» Vorliegende Einträge
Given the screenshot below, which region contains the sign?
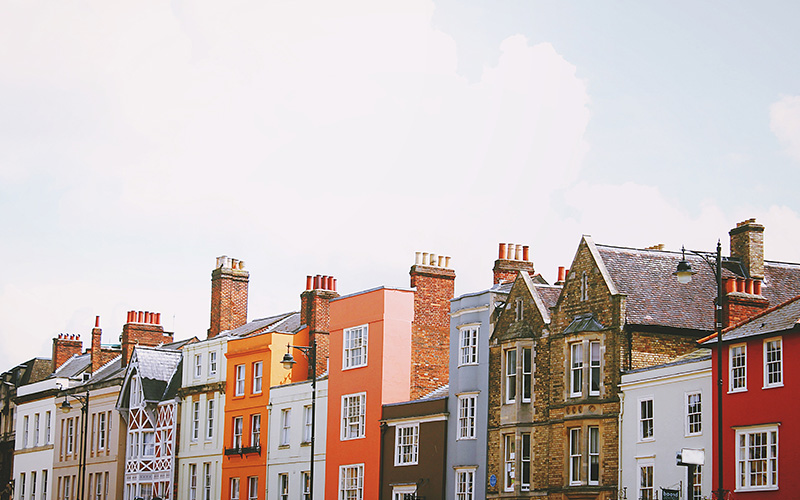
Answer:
[661,488,681,500]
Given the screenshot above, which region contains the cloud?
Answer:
[769,96,800,162]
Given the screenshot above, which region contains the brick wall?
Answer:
[208,256,250,338]
[300,275,339,376]
[122,311,172,366]
[409,264,456,399]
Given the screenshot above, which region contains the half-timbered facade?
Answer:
[117,346,181,500]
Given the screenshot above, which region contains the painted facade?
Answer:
[266,375,328,500]
[619,349,714,500]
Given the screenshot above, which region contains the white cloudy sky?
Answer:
[0,0,800,369]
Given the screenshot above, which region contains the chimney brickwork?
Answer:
[52,333,83,371]
[729,219,764,279]
[300,275,339,377]
[122,311,172,366]
[409,252,456,399]
[208,255,250,338]
[493,243,533,285]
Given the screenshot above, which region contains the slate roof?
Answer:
[596,245,800,332]
[219,312,300,337]
[706,296,800,344]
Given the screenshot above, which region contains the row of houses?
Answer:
[0,219,800,500]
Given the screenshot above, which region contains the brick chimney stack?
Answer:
[91,316,103,373]
[729,219,764,280]
[122,311,172,366]
[52,333,83,371]
[409,252,456,399]
[208,255,250,338]
[492,243,533,285]
[300,274,339,376]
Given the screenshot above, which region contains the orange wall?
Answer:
[221,330,308,499]
[325,288,414,499]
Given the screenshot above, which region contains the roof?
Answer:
[707,296,800,343]
[219,312,300,337]
[596,245,800,332]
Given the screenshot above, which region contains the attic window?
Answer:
[581,271,589,302]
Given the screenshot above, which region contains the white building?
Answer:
[173,335,230,500]
[619,349,713,500]
[14,378,70,500]
[266,375,328,500]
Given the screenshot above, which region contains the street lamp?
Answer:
[61,391,89,500]
[281,339,317,500]
[672,240,726,500]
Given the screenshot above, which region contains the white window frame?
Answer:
[278,408,292,446]
[342,325,369,370]
[684,391,703,436]
[636,396,656,442]
[192,400,200,441]
[636,458,656,500]
[394,422,419,466]
[503,434,517,491]
[728,344,747,392]
[250,413,261,448]
[234,365,247,396]
[503,347,517,404]
[247,476,258,500]
[97,412,106,450]
[189,464,197,500]
[456,393,478,440]
[339,464,364,500]
[520,347,533,403]
[208,351,217,375]
[303,405,314,443]
[589,340,603,396]
[231,477,239,500]
[735,425,780,491]
[568,427,583,486]
[278,473,289,500]
[455,467,476,500]
[519,432,533,491]
[763,337,783,389]
[253,361,264,394]
[586,425,600,486]
[340,392,367,441]
[458,325,480,366]
[231,417,244,448]
[206,397,216,441]
[568,341,584,398]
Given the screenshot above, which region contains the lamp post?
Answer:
[281,340,317,500]
[61,391,89,500]
[672,240,726,500]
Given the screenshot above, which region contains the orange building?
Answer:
[325,254,455,500]
[221,328,308,500]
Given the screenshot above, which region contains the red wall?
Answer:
[706,332,800,499]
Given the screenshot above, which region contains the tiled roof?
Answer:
[710,296,800,342]
[597,245,800,332]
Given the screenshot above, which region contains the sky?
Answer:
[0,0,800,370]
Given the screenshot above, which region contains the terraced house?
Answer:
[487,219,800,499]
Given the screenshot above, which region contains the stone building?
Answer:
[487,219,800,499]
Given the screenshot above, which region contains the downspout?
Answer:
[264,401,272,498]
[616,392,627,498]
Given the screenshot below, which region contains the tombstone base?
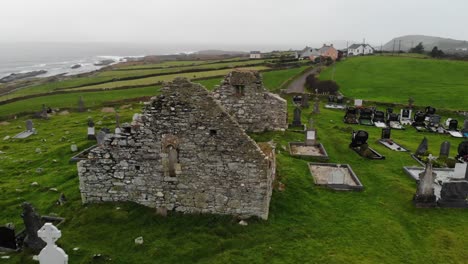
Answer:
[413,194,437,208]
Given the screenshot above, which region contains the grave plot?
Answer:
[359,108,374,126]
[288,107,306,132]
[379,127,408,152]
[411,137,458,168]
[325,95,346,110]
[0,202,65,252]
[343,106,359,124]
[411,111,426,132]
[289,121,328,160]
[13,120,37,139]
[400,108,413,126]
[372,111,387,128]
[349,130,385,160]
[309,162,364,191]
[403,161,468,208]
[445,118,463,138]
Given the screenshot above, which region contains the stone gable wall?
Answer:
[78,79,275,219]
[213,71,288,132]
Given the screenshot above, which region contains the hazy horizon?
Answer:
[0,0,468,48]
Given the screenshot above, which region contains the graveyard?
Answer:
[0,58,468,263]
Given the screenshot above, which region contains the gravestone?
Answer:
[328,169,345,184]
[96,130,106,146]
[78,96,85,112]
[354,99,362,107]
[305,129,317,146]
[21,202,45,251]
[413,155,437,207]
[26,119,34,132]
[462,119,468,137]
[88,118,96,140]
[457,141,468,162]
[415,137,428,156]
[439,141,450,158]
[292,107,302,126]
[41,104,49,119]
[408,97,414,109]
[0,226,17,250]
[37,223,68,264]
[301,94,309,108]
[314,97,320,114]
[336,95,343,104]
[453,163,468,181]
[381,127,392,139]
[114,114,122,134]
[448,119,458,131]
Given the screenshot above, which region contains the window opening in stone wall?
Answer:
[167,145,179,177]
[234,85,245,95]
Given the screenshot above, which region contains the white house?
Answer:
[348,44,374,56]
[250,51,262,59]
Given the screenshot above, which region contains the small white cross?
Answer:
[37,223,68,264]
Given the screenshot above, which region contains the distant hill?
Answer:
[194,50,248,56]
[383,35,468,52]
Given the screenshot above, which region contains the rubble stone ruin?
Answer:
[213,70,288,132]
[78,77,274,219]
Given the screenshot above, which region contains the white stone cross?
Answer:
[37,223,68,264]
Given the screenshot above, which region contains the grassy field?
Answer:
[320,56,468,110]
[0,60,267,100]
[0,99,468,263]
[196,66,309,91]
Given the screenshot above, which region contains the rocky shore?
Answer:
[0,70,47,83]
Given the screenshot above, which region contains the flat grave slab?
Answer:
[13,131,34,139]
[403,166,465,199]
[309,162,364,191]
[379,139,408,152]
[289,142,329,160]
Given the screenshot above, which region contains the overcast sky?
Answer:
[0,0,468,46]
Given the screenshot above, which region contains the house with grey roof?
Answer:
[348,44,374,56]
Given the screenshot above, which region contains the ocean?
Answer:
[0,42,206,78]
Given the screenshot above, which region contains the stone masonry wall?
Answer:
[213,70,288,132]
[78,79,275,219]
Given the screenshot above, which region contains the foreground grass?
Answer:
[320,56,468,110]
[0,100,468,263]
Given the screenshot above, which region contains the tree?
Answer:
[430,46,444,58]
[410,42,424,54]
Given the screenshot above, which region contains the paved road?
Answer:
[285,67,319,93]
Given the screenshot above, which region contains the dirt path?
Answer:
[285,67,319,94]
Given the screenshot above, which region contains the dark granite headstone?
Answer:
[457,141,468,162]
[415,137,428,156]
[439,141,450,157]
[351,130,369,147]
[336,95,343,104]
[301,94,309,108]
[96,131,106,145]
[88,118,96,140]
[314,97,320,114]
[382,127,392,139]
[0,226,17,250]
[26,120,34,132]
[78,96,85,112]
[21,203,46,251]
[408,97,414,108]
[292,107,302,126]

» Zu erledigen
Schreibe alle Zeilen vom Beginn der Einträge bis einschließlich der Zeile mit „[493,243,533,285]“ noch einmal ab und addiere dabei 33 zu jeder Koordinate in den Antworten. Das Bild lässt du in deiner Antwort weg.

» Übungsergebnis
Given the screenshot below, which region contains the sign?
Answer:
[694,521,714,533]
Given the screenshot above, which region contains the cloud?
Answer:
[802,129,833,195]
Given the screenshot above, which region contains the brick wall?
Answer:
[241,289,283,371]
[333,308,372,409]
[155,344,205,399]
[442,297,489,432]
Given the screenshot above, which region contains the half-timbered facade?
Answer:
[150,379,214,533]
Given the screenshot above, which region contains the painted facade?
Answer:
[299,408,361,533]
[652,382,747,533]
Given the screenshot above, which region contains the white cloudy sky?
Answer:
[33,33,833,402]
Given the screenshot above, which region contains the chimney brickwork?
Answer:
[85,366,116,404]
[762,252,797,312]
[333,308,372,410]
[155,344,205,399]
[442,285,489,432]
[241,288,283,371]
[526,276,566,318]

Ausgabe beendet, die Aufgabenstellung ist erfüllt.